*WHAT IS NEEDED*. Every entry must be copied word for word.

*SUPPLIED MATERIAL*.
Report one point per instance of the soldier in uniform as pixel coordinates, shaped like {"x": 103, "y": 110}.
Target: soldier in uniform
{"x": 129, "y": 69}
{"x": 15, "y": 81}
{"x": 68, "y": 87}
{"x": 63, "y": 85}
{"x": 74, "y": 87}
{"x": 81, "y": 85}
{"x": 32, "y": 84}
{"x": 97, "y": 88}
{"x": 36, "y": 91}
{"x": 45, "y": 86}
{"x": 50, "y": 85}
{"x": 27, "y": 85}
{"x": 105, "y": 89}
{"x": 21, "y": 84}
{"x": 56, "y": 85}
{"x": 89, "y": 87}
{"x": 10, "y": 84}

*ANSWER*.
Report one point per instance of the soldier in uniform as pixel coordinates, shaped like {"x": 103, "y": 110}.
Target: soldier in uniform
{"x": 129, "y": 69}
{"x": 15, "y": 81}
{"x": 68, "y": 87}
{"x": 63, "y": 85}
{"x": 74, "y": 87}
{"x": 81, "y": 85}
{"x": 32, "y": 84}
{"x": 97, "y": 88}
{"x": 36, "y": 91}
{"x": 45, "y": 86}
{"x": 50, "y": 85}
{"x": 27, "y": 85}
{"x": 105, "y": 89}
{"x": 21, "y": 84}
{"x": 56, "y": 85}
{"x": 89, "y": 87}
{"x": 10, "y": 84}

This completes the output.